### [Data listing]
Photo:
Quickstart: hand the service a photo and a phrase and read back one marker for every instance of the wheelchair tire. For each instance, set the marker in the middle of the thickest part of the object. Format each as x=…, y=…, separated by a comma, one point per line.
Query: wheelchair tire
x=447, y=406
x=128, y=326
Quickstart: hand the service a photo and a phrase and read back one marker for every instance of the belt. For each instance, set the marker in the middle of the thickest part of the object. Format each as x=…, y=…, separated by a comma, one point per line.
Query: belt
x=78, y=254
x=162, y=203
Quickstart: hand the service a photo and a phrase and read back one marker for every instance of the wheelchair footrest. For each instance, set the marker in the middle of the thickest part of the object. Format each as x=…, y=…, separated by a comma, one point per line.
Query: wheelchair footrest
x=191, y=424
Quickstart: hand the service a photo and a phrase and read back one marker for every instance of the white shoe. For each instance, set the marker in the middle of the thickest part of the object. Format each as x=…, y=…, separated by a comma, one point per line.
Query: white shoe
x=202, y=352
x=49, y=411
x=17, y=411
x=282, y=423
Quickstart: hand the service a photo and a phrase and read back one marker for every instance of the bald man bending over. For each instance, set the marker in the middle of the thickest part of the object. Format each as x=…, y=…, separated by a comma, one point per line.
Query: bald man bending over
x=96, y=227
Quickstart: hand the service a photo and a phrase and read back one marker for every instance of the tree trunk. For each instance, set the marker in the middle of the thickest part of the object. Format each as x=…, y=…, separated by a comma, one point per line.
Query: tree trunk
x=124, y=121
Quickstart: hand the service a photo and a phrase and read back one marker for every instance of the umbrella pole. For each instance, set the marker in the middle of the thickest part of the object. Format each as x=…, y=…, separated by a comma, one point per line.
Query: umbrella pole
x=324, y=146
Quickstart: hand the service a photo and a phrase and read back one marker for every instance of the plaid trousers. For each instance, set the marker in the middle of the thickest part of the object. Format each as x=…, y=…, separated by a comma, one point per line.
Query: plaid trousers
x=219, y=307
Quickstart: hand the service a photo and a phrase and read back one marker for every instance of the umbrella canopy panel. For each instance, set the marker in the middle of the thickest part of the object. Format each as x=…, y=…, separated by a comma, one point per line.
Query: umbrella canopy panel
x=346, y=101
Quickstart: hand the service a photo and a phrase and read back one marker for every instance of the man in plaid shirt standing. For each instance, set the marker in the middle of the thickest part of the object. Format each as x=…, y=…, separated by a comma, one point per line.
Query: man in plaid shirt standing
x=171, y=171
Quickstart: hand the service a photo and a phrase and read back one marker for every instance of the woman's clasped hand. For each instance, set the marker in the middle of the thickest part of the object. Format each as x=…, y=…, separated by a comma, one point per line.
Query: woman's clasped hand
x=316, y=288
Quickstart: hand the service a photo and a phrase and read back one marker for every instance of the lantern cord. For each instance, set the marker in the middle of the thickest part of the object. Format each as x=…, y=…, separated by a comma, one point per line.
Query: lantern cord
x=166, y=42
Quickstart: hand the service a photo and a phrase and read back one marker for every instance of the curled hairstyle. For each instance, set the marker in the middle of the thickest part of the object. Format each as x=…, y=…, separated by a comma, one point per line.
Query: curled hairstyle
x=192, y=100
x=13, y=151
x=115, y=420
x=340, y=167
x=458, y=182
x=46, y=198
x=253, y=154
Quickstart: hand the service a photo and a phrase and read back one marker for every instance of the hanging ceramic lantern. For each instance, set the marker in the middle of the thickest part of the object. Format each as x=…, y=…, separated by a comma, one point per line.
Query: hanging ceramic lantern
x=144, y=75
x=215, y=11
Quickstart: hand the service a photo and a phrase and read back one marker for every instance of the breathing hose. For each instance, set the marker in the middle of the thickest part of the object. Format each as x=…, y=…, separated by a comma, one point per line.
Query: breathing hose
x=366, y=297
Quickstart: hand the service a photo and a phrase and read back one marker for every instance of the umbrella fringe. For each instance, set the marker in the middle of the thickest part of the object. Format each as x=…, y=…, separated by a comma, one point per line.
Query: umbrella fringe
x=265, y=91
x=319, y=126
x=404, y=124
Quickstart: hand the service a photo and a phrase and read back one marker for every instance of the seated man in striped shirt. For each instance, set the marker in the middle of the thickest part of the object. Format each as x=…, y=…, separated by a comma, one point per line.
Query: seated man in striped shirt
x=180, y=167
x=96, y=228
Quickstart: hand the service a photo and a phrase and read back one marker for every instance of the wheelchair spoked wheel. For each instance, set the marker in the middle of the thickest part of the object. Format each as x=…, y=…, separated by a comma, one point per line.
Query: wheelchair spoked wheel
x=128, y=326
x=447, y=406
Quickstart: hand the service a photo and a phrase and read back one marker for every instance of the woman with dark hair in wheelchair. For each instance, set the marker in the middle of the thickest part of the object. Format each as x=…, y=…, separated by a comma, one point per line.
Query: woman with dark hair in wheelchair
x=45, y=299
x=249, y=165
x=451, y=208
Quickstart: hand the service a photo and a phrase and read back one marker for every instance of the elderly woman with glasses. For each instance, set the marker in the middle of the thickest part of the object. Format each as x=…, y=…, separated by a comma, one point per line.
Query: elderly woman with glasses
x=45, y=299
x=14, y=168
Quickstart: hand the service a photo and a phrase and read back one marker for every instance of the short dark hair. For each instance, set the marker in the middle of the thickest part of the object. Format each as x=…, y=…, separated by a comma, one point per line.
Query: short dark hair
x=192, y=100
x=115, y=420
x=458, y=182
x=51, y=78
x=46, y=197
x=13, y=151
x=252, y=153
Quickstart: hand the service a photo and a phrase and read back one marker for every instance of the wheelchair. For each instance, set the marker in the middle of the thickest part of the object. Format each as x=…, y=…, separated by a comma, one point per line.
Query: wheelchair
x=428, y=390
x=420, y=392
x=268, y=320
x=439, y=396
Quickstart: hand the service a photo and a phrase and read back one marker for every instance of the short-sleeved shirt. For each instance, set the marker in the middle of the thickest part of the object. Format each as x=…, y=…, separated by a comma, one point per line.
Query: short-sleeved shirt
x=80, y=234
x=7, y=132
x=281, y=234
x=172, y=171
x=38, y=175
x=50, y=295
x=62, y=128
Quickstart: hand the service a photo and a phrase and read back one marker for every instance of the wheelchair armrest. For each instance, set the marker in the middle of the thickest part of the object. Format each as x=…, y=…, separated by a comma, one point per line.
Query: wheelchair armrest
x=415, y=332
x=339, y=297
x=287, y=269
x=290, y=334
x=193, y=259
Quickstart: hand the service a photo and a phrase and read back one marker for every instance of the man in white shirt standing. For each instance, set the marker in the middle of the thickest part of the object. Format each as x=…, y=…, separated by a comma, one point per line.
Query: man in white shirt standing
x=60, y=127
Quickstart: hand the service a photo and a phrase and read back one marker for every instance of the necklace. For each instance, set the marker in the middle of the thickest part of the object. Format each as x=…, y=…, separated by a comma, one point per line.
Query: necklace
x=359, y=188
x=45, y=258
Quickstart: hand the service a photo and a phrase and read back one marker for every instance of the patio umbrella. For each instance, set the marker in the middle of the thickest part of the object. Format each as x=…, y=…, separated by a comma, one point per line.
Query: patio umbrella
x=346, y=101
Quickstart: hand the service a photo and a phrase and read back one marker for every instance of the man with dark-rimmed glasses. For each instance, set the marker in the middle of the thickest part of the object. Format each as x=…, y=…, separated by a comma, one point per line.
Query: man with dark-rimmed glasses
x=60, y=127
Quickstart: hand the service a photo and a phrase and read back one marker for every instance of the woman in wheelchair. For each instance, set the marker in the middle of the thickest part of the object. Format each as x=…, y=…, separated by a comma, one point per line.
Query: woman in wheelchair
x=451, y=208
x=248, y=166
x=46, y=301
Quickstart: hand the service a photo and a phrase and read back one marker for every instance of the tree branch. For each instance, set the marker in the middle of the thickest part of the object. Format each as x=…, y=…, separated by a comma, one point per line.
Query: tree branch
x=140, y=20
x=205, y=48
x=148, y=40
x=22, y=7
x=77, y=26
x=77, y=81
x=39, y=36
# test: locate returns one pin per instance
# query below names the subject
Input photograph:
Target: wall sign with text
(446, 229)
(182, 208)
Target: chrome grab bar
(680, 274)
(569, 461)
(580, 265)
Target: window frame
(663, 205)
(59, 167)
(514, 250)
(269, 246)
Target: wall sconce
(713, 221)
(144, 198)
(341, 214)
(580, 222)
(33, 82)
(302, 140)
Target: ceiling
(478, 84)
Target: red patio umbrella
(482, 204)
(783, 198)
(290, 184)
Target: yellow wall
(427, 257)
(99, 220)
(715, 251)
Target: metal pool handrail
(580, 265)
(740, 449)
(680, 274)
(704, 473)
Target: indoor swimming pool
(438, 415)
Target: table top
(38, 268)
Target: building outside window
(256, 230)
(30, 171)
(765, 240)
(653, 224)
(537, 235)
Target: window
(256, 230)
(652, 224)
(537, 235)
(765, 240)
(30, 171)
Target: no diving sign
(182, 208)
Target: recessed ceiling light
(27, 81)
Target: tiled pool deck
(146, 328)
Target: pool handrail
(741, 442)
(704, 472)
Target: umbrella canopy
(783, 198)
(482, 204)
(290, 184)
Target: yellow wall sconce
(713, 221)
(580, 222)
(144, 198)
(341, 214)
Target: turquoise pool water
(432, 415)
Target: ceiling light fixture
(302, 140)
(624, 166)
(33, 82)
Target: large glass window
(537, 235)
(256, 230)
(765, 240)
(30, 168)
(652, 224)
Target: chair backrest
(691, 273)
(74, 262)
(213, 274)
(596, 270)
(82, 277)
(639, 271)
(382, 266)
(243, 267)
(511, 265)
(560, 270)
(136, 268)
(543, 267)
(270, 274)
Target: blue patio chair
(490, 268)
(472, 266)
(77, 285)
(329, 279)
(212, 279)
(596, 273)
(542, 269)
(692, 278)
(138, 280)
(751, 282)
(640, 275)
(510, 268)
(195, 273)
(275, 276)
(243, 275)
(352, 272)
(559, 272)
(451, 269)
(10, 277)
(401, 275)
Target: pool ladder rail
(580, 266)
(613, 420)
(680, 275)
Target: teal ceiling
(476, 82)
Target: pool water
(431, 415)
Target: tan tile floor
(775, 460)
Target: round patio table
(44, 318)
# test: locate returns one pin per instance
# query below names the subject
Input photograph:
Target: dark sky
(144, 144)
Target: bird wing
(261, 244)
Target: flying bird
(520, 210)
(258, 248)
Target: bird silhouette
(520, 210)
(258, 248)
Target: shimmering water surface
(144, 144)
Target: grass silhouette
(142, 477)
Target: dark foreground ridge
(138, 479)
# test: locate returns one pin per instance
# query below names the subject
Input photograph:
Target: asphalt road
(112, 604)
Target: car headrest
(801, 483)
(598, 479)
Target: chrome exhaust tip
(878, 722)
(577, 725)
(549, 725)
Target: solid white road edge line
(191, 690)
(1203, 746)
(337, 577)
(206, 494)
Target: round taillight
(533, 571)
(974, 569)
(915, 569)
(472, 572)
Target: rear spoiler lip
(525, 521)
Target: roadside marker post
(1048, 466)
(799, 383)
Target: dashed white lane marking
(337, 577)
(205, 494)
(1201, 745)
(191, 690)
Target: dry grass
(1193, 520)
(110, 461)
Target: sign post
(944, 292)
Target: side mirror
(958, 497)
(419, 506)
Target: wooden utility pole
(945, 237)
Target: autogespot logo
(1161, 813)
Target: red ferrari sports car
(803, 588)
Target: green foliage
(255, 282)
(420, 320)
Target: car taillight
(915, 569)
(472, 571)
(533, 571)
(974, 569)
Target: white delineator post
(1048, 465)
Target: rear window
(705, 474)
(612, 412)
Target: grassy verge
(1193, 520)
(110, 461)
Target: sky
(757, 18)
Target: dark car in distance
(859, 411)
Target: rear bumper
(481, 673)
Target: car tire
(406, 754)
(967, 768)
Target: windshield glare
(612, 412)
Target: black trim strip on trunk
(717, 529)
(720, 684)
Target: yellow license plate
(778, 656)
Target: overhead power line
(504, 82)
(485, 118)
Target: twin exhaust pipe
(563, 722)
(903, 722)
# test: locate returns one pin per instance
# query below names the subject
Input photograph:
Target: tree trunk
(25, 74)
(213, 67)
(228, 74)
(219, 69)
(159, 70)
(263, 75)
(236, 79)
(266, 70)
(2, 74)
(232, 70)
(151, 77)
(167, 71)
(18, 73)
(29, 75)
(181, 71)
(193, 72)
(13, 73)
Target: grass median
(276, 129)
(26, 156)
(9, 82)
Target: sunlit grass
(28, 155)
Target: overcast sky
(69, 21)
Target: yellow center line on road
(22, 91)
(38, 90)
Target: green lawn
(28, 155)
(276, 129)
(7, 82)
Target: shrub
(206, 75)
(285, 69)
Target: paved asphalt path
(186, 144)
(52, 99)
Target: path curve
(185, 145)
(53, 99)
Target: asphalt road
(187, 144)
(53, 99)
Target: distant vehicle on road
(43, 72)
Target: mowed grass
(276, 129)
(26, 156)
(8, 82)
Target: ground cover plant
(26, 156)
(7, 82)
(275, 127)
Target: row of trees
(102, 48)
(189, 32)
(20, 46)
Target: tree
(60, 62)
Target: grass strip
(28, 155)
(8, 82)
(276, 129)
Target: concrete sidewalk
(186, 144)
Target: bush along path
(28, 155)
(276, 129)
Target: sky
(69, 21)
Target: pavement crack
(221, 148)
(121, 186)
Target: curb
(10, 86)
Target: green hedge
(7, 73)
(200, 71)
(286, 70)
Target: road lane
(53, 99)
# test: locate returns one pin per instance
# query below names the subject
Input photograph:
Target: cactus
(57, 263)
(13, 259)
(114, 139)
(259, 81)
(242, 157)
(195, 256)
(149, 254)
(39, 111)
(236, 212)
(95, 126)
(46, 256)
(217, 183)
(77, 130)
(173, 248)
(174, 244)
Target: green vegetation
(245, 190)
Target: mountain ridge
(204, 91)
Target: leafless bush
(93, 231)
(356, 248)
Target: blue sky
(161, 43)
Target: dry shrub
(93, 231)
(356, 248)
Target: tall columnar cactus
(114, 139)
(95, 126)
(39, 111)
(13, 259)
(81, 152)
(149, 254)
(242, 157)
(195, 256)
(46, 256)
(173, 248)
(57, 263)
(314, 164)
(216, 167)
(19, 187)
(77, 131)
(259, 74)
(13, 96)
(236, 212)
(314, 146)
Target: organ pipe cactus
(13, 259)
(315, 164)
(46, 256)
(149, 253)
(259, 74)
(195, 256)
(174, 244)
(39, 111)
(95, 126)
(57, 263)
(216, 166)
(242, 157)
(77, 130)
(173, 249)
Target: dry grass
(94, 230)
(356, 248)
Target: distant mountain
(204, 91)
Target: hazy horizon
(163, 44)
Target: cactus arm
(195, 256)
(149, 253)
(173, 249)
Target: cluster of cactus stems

### [Task to complete]
Copy out exactly the lines running from the line with "Target: curb" to the end of the records, inclusive.

### [Answer space]
Target: curb
(10, 86)
Target: green hedge
(7, 73)
(200, 71)
(286, 70)
Target: road lane
(53, 99)
# test: locate returns one pin per instance
# query below names the subject
Input photograph:
Target: cactus
(57, 263)
(13, 259)
(114, 139)
(259, 81)
(242, 157)
(195, 256)
(149, 254)
(39, 111)
(236, 212)
(95, 126)
(46, 256)
(217, 183)
(77, 130)
(173, 248)
(174, 244)
Target: green vegetation
(245, 190)
Target: mountain ridge
(204, 91)
Target: leafless bush
(93, 231)
(356, 248)
Target: blue sky
(161, 43)
Target: dry shrub
(93, 231)
(356, 248)
Target: tall columnar cactus
(114, 139)
(95, 126)
(39, 111)
(13, 259)
(81, 152)
(149, 254)
(242, 157)
(195, 256)
(46, 256)
(173, 248)
(57, 263)
(314, 164)
(216, 167)
(19, 187)
(77, 131)
(259, 74)
(13, 96)
(236, 212)
(314, 146)
Target: organ pipe cactus
(13, 259)
(315, 164)
(46, 256)
(149, 253)
(259, 74)
(195, 256)
(174, 244)
(39, 111)
(95, 126)
(57, 263)
(216, 166)
(242, 157)
(77, 130)
(173, 249)
Target: dry grass
(94, 230)
(356, 248)
Target: distant mountain
(204, 91)
Target: hazy horizon
(163, 44)
Target: cactus arm
(195, 256)
(149, 253)
(173, 249)
Target: cluster of cactus stems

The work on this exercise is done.